## Short exercise
Only the lines from the line holding "Identify every instance of the cabinet drawer" to the last line should be output, each exactly as given.
──────── Data to process
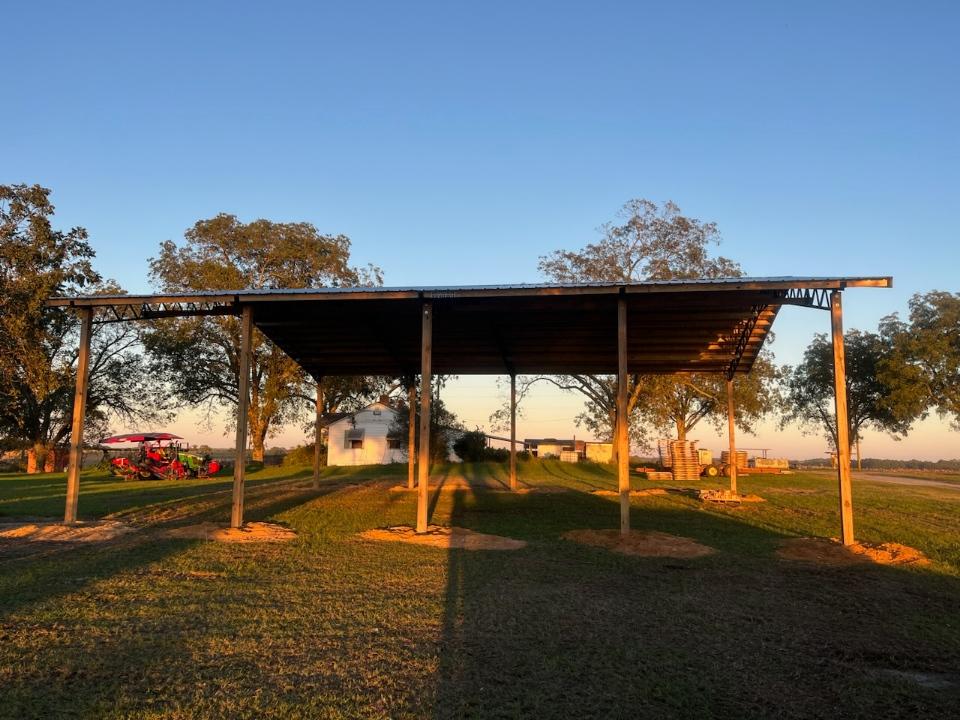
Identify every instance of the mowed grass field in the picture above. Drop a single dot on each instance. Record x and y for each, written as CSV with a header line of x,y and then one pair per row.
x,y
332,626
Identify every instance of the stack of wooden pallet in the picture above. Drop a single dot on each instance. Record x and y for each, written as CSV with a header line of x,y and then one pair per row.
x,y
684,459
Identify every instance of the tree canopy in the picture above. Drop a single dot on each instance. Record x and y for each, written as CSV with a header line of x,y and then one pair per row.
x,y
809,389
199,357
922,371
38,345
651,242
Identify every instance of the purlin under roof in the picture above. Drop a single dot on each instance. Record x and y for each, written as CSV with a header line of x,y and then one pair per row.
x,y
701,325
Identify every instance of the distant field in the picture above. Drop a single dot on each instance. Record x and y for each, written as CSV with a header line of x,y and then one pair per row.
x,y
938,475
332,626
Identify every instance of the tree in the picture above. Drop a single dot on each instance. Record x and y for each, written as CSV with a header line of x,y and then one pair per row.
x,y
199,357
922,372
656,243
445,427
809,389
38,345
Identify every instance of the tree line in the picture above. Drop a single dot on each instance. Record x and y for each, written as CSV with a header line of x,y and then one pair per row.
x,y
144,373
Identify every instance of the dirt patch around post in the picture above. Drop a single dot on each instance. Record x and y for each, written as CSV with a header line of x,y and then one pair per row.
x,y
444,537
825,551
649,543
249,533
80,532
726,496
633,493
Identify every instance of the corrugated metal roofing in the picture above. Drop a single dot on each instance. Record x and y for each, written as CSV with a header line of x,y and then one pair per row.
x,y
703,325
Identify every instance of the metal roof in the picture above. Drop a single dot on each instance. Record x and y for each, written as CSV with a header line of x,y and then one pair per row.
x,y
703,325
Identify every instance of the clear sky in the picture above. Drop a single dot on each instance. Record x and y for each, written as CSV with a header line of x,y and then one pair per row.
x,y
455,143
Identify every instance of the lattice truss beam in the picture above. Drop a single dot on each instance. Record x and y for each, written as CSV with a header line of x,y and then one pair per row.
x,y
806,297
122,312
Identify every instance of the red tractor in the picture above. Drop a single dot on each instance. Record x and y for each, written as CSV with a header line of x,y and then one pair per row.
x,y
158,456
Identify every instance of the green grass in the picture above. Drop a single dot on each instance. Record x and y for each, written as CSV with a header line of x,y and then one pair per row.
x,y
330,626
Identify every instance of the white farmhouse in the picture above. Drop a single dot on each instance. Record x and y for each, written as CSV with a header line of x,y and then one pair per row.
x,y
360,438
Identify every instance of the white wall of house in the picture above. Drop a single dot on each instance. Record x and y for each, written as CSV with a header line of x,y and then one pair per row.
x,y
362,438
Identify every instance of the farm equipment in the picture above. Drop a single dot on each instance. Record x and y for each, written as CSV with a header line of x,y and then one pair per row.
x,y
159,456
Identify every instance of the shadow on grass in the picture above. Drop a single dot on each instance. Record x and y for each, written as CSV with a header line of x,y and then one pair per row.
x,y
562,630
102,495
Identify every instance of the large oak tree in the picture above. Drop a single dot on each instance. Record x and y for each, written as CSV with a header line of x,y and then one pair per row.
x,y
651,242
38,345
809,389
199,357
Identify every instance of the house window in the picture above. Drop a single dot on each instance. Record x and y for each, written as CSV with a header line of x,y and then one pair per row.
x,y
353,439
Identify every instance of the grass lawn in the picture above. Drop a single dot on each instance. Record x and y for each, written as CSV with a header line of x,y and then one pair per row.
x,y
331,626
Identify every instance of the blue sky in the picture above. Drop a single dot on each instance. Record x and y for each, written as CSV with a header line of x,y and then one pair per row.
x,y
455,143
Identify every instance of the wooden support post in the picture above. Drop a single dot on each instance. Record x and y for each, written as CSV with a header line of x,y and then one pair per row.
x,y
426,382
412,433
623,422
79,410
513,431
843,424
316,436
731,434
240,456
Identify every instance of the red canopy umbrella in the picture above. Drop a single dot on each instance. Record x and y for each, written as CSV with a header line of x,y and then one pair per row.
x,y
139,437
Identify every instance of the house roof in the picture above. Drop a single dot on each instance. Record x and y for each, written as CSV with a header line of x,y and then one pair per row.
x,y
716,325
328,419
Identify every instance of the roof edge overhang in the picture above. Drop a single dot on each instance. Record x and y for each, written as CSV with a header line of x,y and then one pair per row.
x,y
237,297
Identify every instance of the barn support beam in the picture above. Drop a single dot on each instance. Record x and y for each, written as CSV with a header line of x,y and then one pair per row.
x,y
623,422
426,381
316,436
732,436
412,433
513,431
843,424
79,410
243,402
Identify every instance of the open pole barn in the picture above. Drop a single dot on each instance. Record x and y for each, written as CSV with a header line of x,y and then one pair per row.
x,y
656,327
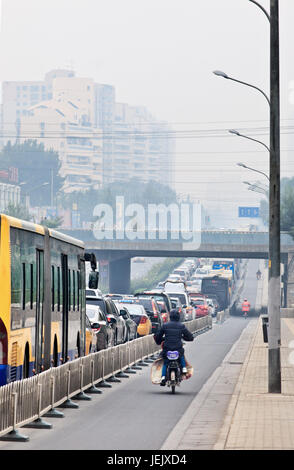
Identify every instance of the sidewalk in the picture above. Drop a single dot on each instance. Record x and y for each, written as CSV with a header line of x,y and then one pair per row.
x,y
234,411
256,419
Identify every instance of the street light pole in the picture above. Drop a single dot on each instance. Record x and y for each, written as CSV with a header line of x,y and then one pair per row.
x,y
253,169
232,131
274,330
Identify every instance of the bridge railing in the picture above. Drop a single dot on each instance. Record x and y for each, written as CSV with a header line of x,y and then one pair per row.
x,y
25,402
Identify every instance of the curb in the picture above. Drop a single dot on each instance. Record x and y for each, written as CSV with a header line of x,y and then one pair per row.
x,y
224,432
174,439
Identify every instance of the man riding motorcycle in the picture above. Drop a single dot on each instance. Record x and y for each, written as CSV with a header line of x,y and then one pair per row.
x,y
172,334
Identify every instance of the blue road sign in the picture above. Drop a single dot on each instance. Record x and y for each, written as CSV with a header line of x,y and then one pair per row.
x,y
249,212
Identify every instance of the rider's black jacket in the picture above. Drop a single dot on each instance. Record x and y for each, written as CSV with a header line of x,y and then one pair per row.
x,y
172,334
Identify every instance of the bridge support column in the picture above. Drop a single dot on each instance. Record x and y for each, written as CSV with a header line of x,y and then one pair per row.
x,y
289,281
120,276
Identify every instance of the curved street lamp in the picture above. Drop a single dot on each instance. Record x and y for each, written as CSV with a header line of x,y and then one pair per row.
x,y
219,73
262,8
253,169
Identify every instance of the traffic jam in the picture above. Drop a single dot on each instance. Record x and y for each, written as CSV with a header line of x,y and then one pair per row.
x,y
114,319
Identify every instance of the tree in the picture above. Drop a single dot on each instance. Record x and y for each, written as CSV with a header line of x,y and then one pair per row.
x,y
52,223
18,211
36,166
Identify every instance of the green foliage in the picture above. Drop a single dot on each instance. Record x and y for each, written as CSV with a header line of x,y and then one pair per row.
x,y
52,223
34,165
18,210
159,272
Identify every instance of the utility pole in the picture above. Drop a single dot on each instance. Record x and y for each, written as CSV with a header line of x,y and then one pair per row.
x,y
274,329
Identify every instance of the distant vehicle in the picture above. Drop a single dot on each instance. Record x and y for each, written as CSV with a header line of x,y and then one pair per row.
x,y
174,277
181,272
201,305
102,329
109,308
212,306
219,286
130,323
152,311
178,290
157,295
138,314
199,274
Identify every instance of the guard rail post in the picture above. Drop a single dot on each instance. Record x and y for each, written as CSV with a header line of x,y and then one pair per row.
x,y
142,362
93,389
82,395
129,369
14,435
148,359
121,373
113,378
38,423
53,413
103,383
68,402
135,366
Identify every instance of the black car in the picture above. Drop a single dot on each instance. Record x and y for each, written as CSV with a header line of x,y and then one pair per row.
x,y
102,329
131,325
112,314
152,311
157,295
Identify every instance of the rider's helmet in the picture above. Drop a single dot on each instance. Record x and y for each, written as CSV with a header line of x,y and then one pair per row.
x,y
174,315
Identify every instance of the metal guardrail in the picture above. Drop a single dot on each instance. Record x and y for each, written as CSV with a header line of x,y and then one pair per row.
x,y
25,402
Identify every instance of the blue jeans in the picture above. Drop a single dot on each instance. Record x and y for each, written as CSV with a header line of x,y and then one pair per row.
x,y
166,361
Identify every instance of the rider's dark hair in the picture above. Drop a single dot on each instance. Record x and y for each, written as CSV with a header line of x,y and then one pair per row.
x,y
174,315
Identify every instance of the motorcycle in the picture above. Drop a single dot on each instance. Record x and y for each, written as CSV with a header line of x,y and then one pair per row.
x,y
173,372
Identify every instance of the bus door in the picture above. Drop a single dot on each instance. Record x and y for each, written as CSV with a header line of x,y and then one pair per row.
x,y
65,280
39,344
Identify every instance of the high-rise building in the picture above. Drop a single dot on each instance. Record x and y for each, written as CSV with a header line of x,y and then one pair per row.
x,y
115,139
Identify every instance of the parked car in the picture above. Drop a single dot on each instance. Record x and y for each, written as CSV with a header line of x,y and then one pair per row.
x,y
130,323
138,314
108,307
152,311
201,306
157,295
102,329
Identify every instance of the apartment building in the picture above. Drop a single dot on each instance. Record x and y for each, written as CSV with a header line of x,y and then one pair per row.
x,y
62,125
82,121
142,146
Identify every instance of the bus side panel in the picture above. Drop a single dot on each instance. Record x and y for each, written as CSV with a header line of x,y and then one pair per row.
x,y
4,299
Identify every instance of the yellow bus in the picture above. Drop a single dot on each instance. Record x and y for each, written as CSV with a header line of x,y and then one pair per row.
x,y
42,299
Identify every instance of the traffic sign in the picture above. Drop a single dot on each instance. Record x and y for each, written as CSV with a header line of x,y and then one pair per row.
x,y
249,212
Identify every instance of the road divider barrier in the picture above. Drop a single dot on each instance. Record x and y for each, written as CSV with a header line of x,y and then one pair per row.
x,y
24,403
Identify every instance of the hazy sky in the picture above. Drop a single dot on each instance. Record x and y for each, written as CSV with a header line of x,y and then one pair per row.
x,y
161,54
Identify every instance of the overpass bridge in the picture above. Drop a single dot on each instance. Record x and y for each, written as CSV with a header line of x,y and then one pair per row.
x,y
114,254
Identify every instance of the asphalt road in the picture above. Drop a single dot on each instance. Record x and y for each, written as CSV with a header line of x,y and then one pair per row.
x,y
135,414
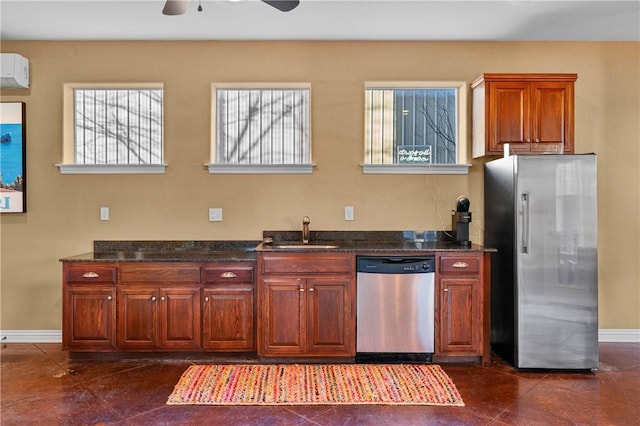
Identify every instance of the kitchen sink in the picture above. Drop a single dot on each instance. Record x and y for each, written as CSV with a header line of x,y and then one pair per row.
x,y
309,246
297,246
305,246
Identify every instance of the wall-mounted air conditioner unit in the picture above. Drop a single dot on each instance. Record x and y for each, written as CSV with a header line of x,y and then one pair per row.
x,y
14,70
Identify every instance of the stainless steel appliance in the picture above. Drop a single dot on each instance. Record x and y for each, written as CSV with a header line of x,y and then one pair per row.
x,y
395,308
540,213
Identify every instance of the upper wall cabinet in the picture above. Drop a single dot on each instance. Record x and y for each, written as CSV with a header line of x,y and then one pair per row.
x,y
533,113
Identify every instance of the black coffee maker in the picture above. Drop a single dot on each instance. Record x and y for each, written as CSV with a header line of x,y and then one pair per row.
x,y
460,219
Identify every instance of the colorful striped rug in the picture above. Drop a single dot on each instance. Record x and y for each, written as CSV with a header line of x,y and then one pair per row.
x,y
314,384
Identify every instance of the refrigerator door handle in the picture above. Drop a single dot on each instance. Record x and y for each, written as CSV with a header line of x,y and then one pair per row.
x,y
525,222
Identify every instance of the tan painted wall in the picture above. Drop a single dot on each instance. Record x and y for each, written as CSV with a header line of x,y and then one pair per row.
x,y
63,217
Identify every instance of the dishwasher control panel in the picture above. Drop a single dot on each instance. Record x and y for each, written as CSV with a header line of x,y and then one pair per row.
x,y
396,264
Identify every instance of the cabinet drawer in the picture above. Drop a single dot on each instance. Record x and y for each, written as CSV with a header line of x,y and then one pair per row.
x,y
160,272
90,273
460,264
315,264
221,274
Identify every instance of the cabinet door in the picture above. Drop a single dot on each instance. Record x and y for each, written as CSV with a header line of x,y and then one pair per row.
────────────────
## Exercise answer
Identify every instance of the cabinet drawer in the picture above. Drop a single dot on each instance. Record x and y for each, written as CSV with a header line of x,y and then one pair per row.
x,y
160,272
90,273
460,264
315,264
221,274
Identify every instance of the cabinet door in the picture above. Drop a single dot on each instance. Record x and y for each, written as CSV with a header line of x,y and then one pair per row.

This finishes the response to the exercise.